Por: Fernando Taveira
Garrincha, aquel inculto que jugaba como los poetas escriben, sólo podía ser comprendido por un colega; esto es otro poeta. Por eso fue Vinicius de Moraes quien tradujo mejor que nadie aquellas piernas arqueadas. La obra que estos genios proyectan tiene un fin que las motiva, pero es normal que la comiencen sin conocer los medios. Se meten en medio de tres defensores carnívoros y sólo en ese momento empiezan a averiguar dónde está la salida. Confían en que la habilidad y la fantasía se encargarán de sacarlos de los problemas que acaban de asumir. Saben muy bien que algo impensado puede provocar un cambio brusco de planes, pero confían…
El gol de Maradona puede servirle de testigo a esta idea. Cuando Argentina enfrentó a Inglaterra en el Campeonato del Mundo de 1986, Maradona hizo un milagro con los pies (en el mismo partido hay otro milagro registrado para la posteridad con el nombre comercial de “La mano de Dios”), que dio lugar al segundo gol de Argentina. Diego recibió un balón incómodo en el medio del campo acosado por dos rivales a los que eliminó con gracia y elegancia; un giro seco con doble virtud: desairar a los dos ingleses y situarse de frente al arco contrario, ya que había recibido de espaldas.
- - -
* _PROBLEMA PROPUESTO_:
Reproduce íntegramente el texto sobre Garrincha y Maradona que aparece arriba, sin alterar ningún carácter.
- - -
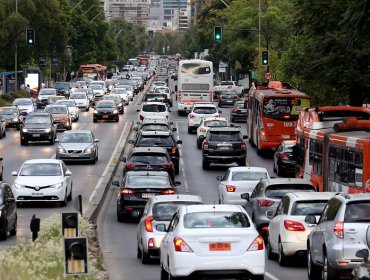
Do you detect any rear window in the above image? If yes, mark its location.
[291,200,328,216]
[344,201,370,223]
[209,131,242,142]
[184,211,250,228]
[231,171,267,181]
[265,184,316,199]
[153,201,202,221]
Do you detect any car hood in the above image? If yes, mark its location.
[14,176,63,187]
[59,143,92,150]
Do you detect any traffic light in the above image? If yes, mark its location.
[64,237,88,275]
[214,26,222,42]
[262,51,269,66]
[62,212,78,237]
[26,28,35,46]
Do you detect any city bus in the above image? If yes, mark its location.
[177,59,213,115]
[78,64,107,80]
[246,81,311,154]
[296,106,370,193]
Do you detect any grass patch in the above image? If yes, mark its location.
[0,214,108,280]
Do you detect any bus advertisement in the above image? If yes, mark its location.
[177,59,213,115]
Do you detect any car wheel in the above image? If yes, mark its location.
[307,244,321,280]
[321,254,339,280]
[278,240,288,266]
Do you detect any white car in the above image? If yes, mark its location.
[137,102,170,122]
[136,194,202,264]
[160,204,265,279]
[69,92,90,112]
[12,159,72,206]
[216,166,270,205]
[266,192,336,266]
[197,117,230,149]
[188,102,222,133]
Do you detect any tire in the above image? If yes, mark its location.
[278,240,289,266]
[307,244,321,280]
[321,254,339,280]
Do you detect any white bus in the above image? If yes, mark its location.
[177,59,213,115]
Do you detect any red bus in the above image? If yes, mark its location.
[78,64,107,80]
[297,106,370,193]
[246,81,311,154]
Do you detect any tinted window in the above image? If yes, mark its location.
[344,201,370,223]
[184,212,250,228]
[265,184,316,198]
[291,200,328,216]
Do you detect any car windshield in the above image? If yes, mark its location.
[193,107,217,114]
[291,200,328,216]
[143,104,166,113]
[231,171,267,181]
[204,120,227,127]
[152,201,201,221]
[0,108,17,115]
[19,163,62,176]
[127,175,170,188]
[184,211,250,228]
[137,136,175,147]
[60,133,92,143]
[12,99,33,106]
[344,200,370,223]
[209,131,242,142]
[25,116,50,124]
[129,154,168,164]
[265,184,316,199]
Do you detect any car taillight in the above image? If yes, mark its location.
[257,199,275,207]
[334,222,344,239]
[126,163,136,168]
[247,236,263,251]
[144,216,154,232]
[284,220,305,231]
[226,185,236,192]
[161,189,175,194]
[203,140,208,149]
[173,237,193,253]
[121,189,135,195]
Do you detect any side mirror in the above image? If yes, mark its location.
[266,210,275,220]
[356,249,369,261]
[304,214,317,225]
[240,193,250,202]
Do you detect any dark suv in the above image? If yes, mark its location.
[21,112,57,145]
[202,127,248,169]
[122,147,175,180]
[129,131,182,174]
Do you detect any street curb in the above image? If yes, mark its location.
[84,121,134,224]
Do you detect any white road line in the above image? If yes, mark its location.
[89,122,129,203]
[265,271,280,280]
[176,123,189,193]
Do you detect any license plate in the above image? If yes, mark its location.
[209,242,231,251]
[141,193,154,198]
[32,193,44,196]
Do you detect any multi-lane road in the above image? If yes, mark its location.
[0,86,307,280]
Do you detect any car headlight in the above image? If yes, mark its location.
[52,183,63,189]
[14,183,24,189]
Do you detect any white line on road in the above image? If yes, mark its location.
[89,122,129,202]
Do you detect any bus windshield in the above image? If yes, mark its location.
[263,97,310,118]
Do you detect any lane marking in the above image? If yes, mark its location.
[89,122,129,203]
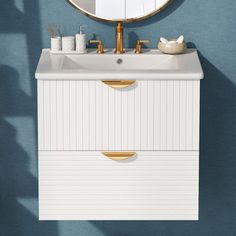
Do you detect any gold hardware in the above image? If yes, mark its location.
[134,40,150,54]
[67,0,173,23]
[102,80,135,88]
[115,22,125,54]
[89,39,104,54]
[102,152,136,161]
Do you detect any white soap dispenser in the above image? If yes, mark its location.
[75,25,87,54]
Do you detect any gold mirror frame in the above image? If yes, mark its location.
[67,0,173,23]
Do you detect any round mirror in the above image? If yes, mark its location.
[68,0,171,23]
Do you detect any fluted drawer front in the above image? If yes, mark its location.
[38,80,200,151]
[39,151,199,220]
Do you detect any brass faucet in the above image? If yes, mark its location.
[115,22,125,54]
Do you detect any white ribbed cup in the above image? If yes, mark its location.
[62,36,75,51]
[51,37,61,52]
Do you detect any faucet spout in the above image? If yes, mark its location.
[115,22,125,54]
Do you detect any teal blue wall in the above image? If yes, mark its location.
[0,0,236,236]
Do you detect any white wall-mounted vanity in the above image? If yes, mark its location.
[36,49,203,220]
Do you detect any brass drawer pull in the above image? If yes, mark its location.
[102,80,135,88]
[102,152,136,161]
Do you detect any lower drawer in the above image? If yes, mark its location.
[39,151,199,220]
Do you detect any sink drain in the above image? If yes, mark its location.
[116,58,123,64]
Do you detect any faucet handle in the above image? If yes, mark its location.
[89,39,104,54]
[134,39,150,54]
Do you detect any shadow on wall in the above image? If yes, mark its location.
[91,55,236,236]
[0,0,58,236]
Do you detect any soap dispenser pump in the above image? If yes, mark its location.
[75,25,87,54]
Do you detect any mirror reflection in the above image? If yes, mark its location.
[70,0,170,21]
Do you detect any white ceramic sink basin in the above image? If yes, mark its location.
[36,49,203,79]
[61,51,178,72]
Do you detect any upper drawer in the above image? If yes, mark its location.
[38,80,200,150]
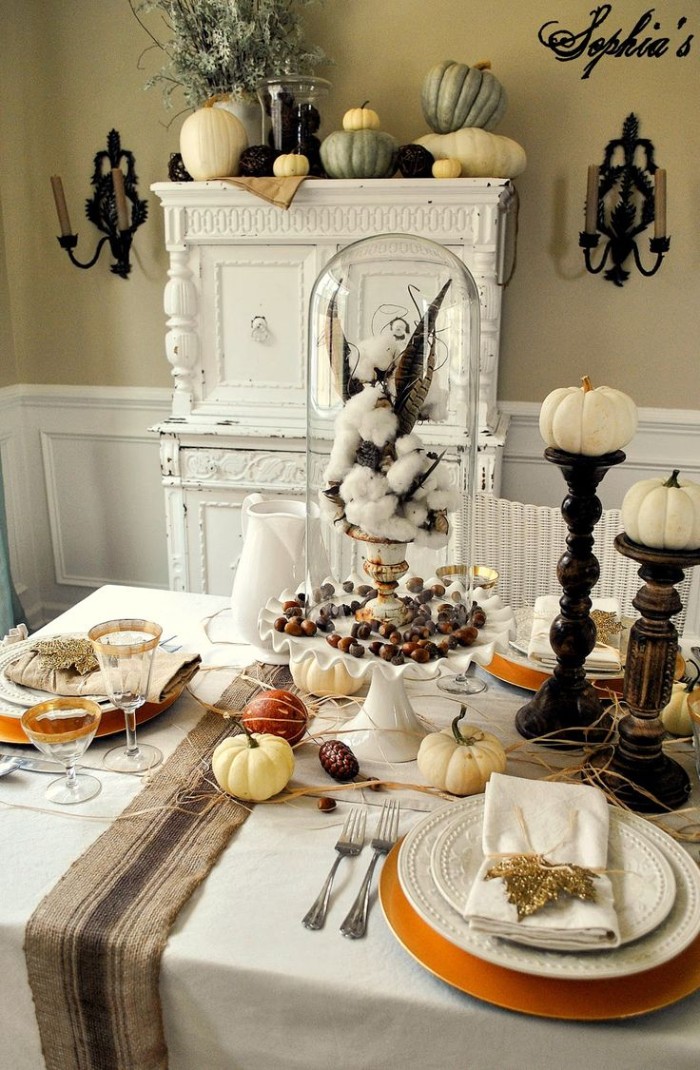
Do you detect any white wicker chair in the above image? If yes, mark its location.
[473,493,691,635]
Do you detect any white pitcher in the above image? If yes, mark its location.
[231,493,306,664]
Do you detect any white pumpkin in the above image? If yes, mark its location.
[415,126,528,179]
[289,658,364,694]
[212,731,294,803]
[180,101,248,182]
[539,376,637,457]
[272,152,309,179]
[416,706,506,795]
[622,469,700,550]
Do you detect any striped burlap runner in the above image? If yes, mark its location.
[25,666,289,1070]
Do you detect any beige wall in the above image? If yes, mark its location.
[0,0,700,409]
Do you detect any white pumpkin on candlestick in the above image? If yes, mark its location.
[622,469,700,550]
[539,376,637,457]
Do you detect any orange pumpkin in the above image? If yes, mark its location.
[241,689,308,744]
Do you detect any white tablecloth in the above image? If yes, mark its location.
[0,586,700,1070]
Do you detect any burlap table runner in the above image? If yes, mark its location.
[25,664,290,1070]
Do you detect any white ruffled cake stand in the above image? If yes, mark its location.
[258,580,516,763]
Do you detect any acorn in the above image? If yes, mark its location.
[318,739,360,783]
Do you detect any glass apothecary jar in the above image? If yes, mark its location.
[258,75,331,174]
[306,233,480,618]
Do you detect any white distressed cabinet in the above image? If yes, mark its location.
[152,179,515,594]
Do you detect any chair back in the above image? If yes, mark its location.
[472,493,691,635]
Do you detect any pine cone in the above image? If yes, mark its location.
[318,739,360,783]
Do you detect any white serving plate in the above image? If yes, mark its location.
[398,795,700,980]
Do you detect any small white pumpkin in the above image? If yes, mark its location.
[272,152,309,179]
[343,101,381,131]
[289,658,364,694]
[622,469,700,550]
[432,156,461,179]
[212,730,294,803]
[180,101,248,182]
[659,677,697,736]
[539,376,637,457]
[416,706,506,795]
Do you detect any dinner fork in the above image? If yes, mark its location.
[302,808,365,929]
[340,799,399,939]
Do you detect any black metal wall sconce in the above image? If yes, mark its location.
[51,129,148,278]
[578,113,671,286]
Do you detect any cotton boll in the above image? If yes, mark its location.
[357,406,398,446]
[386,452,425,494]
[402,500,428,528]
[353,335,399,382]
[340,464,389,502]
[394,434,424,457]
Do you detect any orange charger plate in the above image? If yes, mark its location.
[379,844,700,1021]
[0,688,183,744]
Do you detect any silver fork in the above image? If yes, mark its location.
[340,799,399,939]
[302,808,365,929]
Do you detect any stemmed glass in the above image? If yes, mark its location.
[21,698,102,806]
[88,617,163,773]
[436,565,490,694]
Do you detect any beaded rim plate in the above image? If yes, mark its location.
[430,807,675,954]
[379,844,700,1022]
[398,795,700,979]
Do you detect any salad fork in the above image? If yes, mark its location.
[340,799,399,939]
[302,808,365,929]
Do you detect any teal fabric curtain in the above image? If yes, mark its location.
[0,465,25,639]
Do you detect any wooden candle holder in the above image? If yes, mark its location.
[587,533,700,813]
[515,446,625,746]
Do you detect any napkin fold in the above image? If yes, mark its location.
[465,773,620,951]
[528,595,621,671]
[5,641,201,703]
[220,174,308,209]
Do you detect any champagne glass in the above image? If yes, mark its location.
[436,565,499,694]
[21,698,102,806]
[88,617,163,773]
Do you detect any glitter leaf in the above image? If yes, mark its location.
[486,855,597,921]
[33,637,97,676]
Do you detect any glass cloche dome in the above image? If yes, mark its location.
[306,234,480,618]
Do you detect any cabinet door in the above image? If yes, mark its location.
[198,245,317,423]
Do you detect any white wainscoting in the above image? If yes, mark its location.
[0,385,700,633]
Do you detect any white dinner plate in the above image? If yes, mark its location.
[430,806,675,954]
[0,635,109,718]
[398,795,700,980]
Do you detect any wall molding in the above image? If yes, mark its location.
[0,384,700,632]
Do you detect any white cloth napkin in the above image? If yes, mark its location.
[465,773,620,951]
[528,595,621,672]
- - -
* _EJERCICIO RESUELTO_:
Por: Fernando Taveira
Garrincha, aquel inculto que jugaba como los poetas escriben, sólo podía ser comprendido por un colega; esto es otro poeta. Por eso fue Vinicius de Moraes quien tradujo mejor que nadie aquellas piernas arqueadas. La obra que estos genios proyectan tiene un fin que las motiva, pero es normal que la comiencen sin conocer los medios. Se meten en medio de tres defensores carnívoros y sólo en ese momento empiezan a averiguar dónde está la salida. Confían en que la habilidad y la fantasía se encargarán de sacarlos de los problemas que acaban de asumir. Saben muy bien que algo impensado puede provocar un cambio brusco de planes, pero confían…
El gol de Maradona puede servirle de testigo a esta idea. Cuando Argentina enfrentó a Inglaterra en el Campeonato del Mundo de 1986, Maradona hizo un milagro con los pies (en el mismo partido hay otro milagro registrado para la posteridad con el nombre comercial de “La mano de Dios”), que dio lugar al segundo gol de Argentina. Diego recibió un balón incómodo en el medio del campo acosado por dos rivales a los que eliminó con gracia y elegancia; un giro seco con doble virtud: desairar a los dos ingleses y situarse de frente al arco contrario, ya que había recibido de espaldas.